• [STATED PROBLEM] Repeat the lines below exactly as they appear, but leave out the images.

• [DATA PROVIDED]
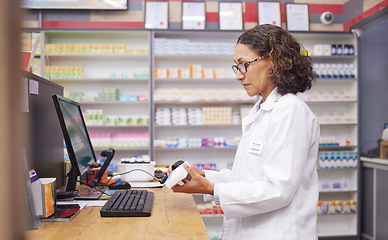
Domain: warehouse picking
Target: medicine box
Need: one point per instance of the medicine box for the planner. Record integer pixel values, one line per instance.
(44, 197)
(384, 150)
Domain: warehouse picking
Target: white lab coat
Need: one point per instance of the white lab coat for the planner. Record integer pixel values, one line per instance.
(272, 190)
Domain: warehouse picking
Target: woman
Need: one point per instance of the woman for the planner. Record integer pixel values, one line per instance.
(272, 190)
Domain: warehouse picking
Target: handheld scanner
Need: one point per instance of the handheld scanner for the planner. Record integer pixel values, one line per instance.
(174, 166)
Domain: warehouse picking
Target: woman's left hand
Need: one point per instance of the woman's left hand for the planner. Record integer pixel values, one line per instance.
(197, 183)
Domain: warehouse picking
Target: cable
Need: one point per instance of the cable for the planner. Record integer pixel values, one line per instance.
(100, 190)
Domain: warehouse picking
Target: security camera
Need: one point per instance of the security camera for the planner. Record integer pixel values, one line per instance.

• [COMPLETE OUTPUT]
Domain: warehouse picking
Target: medicine box
Need: one point per instance of the medicine box for the planner. Record integer pixel values, one line per instance.
(44, 197)
(384, 150)
Domain: warehouse picking
Target: white lab coat
Need: one point per instance of the white lab coat for the planner. Record integer pixel values, one line per instance.
(272, 190)
Domain: warehouse picking
Target: woman
Need: one point per instance of the woman for the planner. Record integer pixel values, one line per instance.
(272, 190)
Domain: warehouse picking
Target: handheld scanner
Need: one point per instance of the handheld scanner for the planner. Record integer pixel values, one line per instance.
(174, 166)
Domain: warehouse picking
Target: woman's left hand
Need: one point per instance of the woman's left hand for the planner. Record integer pixel values, one line per instance.
(197, 183)
Domain: warehouse picking
Target: cable
Need: one point per instance of the cable for the planner. Record integer pixel values, one line per instance.
(100, 190)
Domain: warehouse picking
Target: security camera
Need: one point per instance of the security camera for the planner. Record integer pixel values, one line per instance.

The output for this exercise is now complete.